Coordinate labeling data »

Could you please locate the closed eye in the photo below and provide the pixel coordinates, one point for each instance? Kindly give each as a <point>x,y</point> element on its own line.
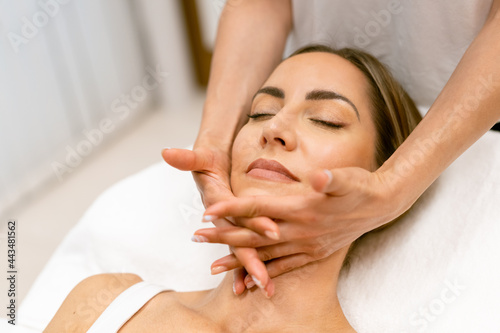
<point>327,123</point>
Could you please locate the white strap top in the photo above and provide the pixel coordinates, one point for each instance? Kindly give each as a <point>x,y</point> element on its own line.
<point>125,306</point>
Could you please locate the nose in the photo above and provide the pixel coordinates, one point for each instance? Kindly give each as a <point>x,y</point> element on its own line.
<point>279,132</point>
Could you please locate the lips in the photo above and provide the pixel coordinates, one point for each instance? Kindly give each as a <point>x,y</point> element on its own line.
<point>270,169</point>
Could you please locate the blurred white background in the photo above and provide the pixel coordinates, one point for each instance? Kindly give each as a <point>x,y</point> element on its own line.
<point>91,91</point>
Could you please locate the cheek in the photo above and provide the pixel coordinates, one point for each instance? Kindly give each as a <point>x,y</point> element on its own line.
<point>244,147</point>
<point>349,151</point>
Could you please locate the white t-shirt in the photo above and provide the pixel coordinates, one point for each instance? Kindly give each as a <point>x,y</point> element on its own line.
<point>420,41</point>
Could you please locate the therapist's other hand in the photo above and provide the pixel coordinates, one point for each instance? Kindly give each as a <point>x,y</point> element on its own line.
<point>347,203</point>
<point>210,169</point>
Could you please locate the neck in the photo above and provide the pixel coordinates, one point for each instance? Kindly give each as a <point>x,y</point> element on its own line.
<point>304,299</point>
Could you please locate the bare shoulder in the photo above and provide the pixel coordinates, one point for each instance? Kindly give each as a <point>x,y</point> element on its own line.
<point>88,299</point>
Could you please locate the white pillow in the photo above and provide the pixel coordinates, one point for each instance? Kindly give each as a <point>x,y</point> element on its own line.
<point>434,271</point>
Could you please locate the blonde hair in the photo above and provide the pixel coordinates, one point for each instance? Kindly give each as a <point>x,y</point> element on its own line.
<point>394,113</point>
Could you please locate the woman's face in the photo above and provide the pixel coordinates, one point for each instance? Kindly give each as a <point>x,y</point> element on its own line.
<point>312,113</point>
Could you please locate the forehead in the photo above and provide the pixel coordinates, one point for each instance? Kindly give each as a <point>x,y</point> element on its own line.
<point>320,70</point>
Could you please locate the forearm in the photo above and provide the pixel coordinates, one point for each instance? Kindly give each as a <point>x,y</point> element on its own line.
<point>250,41</point>
<point>467,107</point>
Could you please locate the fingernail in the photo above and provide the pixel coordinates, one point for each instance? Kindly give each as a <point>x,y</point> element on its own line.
<point>218,269</point>
<point>328,173</point>
<point>257,282</point>
<point>268,290</point>
<point>209,218</point>
<point>272,234</point>
<point>199,239</point>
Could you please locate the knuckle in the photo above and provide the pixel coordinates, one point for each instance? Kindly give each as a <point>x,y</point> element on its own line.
<point>265,255</point>
<point>284,266</point>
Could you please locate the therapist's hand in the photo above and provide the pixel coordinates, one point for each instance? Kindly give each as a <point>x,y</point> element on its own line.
<point>210,168</point>
<point>345,204</point>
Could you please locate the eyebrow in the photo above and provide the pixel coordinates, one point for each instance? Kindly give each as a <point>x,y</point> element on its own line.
<point>314,95</point>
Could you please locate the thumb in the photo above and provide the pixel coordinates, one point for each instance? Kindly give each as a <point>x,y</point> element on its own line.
<point>187,160</point>
<point>338,182</point>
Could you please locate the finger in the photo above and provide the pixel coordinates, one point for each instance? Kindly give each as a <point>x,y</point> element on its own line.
<point>265,254</point>
<point>321,179</point>
<point>262,225</point>
<point>238,281</point>
<point>256,268</point>
<point>188,160</point>
<point>342,181</point>
<point>270,206</point>
<point>283,265</point>
<point>232,236</point>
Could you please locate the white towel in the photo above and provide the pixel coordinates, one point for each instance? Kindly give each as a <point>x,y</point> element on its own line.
<point>434,271</point>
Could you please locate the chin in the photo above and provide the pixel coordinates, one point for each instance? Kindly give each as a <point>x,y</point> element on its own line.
<point>259,188</point>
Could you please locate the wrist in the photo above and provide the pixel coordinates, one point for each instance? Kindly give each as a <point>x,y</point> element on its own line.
<point>219,126</point>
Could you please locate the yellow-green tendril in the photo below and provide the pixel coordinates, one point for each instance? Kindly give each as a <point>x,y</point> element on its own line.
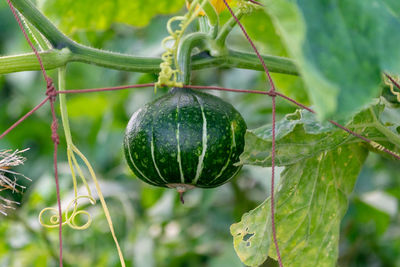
<point>169,66</point>
<point>72,207</point>
<point>391,86</point>
<point>381,147</point>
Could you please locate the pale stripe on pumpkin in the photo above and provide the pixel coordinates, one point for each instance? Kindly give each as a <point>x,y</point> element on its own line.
<point>204,144</point>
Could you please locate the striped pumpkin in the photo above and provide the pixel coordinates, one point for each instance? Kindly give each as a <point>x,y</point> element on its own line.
<point>185,139</point>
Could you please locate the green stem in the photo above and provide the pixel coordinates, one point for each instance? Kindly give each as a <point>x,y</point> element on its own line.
<point>53,59</point>
<point>226,29</point>
<point>63,105</point>
<point>393,138</point>
<point>184,54</point>
<point>213,19</point>
<point>74,52</point>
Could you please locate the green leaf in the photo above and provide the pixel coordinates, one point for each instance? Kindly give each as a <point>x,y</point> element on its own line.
<point>300,136</point>
<point>72,15</point>
<point>310,203</point>
<point>341,47</point>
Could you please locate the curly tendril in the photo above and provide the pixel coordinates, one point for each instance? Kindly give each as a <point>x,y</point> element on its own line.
<point>391,86</point>
<point>170,67</point>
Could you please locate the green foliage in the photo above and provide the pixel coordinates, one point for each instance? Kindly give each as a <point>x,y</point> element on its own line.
<point>311,202</point>
<point>68,15</point>
<point>341,48</point>
<point>300,136</point>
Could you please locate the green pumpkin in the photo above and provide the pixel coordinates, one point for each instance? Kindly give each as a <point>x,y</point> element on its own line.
<point>185,139</point>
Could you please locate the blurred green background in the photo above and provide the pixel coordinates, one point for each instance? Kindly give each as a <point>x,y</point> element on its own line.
<point>153,228</point>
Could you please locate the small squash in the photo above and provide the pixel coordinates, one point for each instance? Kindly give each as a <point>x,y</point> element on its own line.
<point>185,139</point>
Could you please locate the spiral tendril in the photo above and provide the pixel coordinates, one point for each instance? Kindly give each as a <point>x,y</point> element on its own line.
<point>391,86</point>
<point>169,67</point>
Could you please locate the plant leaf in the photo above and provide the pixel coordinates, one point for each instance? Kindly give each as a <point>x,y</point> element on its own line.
<point>300,136</point>
<point>72,15</point>
<point>310,203</point>
<point>341,47</point>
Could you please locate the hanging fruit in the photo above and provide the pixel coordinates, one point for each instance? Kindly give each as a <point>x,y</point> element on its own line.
<point>185,139</point>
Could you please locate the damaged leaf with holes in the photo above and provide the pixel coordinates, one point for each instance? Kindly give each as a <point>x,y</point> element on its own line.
<point>310,204</point>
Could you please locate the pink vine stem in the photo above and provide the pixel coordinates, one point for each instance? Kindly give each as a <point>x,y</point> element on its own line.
<point>51,96</point>
<point>272,94</point>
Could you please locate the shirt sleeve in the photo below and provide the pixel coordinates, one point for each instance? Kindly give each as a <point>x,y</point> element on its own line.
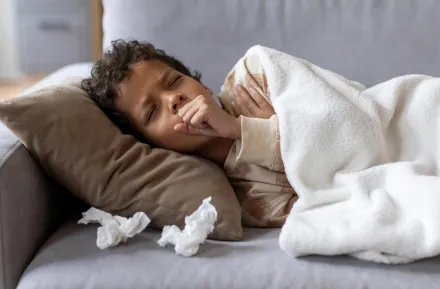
<point>260,143</point>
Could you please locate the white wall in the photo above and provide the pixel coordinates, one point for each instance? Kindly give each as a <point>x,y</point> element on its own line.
<point>9,59</point>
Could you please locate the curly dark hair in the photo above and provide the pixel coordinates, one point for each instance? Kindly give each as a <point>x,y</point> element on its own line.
<point>114,66</point>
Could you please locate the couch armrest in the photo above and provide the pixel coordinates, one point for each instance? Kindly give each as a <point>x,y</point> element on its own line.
<point>31,206</point>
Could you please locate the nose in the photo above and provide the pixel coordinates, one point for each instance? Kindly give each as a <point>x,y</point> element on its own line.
<point>176,101</point>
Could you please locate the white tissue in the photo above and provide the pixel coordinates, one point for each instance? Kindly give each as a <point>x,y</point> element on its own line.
<point>197,228</point>
<point>114,229</point>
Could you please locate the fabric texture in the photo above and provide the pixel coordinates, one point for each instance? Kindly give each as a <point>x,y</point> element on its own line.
<point>366,40</point>
<point>254,166</point>
<point>78,146</point>
<point>70,260</point>
<point>364,162</point>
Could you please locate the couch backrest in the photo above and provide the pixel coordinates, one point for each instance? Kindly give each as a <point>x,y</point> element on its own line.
<point>366,40</point>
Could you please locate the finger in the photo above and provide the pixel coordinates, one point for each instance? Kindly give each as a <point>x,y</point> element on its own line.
<point>184,109</point>
<point>188,115</point>
<point>186,129</point>
<point>199,120</point>
<point>236,108</point>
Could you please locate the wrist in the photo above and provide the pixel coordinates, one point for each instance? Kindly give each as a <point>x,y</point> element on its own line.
<point>237,129</point>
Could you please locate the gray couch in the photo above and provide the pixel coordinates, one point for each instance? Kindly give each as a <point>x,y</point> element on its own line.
<point>41,246</point>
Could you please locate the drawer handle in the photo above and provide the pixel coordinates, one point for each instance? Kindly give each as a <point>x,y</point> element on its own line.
<point>54,26</point>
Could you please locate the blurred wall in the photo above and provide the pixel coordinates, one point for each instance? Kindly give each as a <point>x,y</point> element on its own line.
<point>9,60</point>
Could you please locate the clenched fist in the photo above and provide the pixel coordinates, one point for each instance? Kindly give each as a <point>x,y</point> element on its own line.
<point>202,116</point>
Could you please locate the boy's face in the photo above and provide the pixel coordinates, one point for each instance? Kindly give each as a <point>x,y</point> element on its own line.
<point>151,97</point>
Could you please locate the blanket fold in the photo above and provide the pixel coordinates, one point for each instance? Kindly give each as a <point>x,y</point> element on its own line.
<point>364,161</point>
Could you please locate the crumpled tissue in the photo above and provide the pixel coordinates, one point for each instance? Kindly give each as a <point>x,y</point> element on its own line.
<point>114,229</point>
<point>197,228</point>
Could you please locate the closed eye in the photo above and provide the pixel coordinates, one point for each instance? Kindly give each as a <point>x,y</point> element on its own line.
<point>150,114</point>
<point>175,80</point>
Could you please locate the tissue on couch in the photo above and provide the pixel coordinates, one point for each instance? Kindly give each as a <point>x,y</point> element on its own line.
<point>197,227</point>
<point>114,229</point>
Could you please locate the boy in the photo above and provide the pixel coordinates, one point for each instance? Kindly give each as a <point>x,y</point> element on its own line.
<point>156,98</point>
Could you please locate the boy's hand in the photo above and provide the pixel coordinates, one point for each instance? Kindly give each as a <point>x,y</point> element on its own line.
<point>250,103</point>
<point>202,116</point>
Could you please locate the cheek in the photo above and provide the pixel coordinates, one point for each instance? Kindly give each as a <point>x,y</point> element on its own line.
<point>163,133</point>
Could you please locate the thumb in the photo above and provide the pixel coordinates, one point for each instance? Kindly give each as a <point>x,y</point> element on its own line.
<point>186,129</point>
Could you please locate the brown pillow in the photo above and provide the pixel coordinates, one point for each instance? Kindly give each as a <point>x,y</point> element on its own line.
<point>83,150</point>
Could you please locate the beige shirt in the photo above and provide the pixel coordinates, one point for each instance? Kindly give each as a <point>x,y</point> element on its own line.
<point>256,172</point>
<point>254,165</point>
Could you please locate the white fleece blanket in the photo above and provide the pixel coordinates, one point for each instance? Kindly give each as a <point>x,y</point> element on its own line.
<point>364,162</point>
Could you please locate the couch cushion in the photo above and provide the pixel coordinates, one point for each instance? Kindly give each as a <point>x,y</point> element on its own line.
<point>77,144</point>
<point>71,260</point>
<point>368,41</point>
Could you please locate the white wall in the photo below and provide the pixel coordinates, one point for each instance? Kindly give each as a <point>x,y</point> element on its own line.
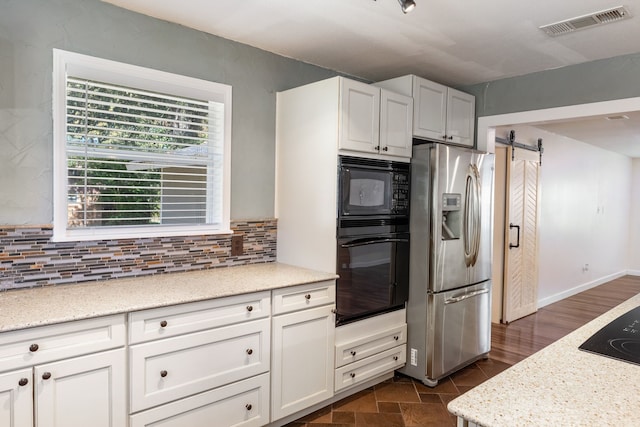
<point>634,223</point>
<point>585,214</point>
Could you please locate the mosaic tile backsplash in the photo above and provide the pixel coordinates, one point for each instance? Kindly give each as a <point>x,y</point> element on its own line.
<point>29,258</point>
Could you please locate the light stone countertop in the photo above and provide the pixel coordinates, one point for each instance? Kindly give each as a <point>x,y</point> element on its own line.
<point>61,303</point>
<point>559,386</point>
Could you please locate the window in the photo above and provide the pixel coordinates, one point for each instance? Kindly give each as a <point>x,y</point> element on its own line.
<point>137,152</point>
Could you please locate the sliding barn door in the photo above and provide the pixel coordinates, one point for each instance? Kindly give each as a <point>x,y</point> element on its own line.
<point>521,235</point>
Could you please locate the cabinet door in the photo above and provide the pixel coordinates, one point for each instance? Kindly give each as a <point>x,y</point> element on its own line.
<point>460,117</point>
<point>359,117</point>
<point>83,391</point>
<point>16,399</point>
<point>302,370</point>
<point>429,109</point>
<point>396,123</point>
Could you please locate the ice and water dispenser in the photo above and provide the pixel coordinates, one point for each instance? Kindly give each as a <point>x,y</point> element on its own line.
<point>451,216</point>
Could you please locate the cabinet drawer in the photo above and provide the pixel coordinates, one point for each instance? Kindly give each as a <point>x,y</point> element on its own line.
<point>182,319</point>
<point>361,348</point>
<point>286,300</point>
<point>177,367</point>
<point>371,367</point>
<point>44,344</point>
<point>243,403</point>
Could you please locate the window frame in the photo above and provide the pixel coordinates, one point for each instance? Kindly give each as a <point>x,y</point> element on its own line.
<point>113,72</point>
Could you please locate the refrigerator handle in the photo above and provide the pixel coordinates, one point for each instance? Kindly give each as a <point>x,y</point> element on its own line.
<point>472,217</point>
<point>454,300</point>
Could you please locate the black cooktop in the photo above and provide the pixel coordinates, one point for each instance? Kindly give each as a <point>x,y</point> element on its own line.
<point>620,339</point>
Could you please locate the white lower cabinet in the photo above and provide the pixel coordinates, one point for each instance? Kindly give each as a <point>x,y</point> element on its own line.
<point>369,348</point>
<point>84,391</point>
<point>16,398</point>
<point>201,364</point>
<point>65,375</point>
<point>243,403</point>
<point>173,368</point>
<point>303,348</point>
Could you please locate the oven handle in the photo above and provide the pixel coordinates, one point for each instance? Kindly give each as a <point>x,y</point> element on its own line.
<point>465,296</point>
<point>363,242</point>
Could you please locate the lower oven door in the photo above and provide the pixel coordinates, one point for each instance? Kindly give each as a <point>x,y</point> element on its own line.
<point>373,275</point>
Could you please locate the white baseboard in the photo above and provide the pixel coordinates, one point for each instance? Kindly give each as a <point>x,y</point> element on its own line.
<point>583,287</point>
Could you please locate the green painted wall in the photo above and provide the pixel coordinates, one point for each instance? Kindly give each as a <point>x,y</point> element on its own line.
<point>595,81</point>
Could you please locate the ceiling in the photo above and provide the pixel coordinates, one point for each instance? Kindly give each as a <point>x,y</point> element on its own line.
<point>456,43</point>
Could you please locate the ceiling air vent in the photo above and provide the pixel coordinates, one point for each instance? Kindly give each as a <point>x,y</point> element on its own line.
<point>585,21</point>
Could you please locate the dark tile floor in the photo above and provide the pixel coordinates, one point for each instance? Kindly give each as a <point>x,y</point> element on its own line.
<point>402,401</point>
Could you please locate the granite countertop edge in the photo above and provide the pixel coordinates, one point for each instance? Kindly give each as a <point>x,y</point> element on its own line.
<point>32,307</point>
<point>559,385</point>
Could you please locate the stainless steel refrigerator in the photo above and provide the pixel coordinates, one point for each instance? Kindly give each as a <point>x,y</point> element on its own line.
<point>449,306</point>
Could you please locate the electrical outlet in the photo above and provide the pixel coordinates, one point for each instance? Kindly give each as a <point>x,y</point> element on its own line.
<point>237,241</point>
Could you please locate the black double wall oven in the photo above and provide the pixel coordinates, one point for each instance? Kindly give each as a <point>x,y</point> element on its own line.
<point>373,237</point>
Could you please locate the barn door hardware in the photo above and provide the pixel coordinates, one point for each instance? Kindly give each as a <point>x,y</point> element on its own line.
<point>511,140</point>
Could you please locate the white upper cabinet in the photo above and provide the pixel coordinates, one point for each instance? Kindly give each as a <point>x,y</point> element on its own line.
<point>441,113</point>
<point>374,120</point>
<point>360,117</point>
<point>461,109</point>
<point>396,122</point>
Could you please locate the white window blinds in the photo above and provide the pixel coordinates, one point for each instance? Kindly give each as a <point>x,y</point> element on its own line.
<point>140,158</point>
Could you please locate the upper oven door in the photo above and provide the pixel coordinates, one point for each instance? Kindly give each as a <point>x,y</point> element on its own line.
<point>365,191</point>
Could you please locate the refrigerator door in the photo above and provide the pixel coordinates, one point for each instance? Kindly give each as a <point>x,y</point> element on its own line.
<point>461,192</point>
<point>459,329</point>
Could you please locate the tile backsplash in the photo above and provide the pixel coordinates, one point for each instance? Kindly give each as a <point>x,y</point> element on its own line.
<point>29,258</point>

TASK OBJECTIVE »
Update the part of the material that opens with the line containing "Could you please locate the sliding" and closes with the line containing "<point>454,300</point>" so that every "photo" becomes "image", with all else unchanged. Return only those lines.

EXERCISE RESPONSE »
Could you please locate the sliding barn door in the image above and provide the pixel coordinates, one point for each instance? Kindly give each as a <point>x,y</point> element on its own line.
<point>521,235</point>
Could you please locate the cabinet door in the image above and provide the pixel coordinates, one point for each instance? Kindly give each as a <point>x,y</point> element on its own line.
<point>460,117</point>
<point>359,117</point>
<point>83,391</point>
<point>16,399</point>
<point>302,370</point>
<point>429,109</point>
<point>396,123</point>
Could you please locate the ice and water dispenser in the image above and provide the pixel coordinates, one point for each instance? Kindly give each as a <point>x,y</point> element on its own line.
<point>451,216</point>
Could you please locate the cabinet drawer in the image above and provide the pixel coordinates, one point for each instance? Kindly give each as a <point>x,y</point> element on its own line.
<point>182,319</point>
<point>361,348</point>
<point>286,300</point>
<point>177,367</point>
<point>371,367</point>
<point>44,344</point>
<point>243,403</point>
Could you please locate the window frame in the image above and provide the pixel coordinates, one point for each instance? Kindly give each as a <point>x,y</point> element on its own line.
<point>113,72</point>
Could you please locate the refrigerator handle in the image above and provide the pixel coordinates, one point for each instance? Kindly give each as a <point>x,y</point> element on its own line.
<point>472,217</point>
<point>454,300</point>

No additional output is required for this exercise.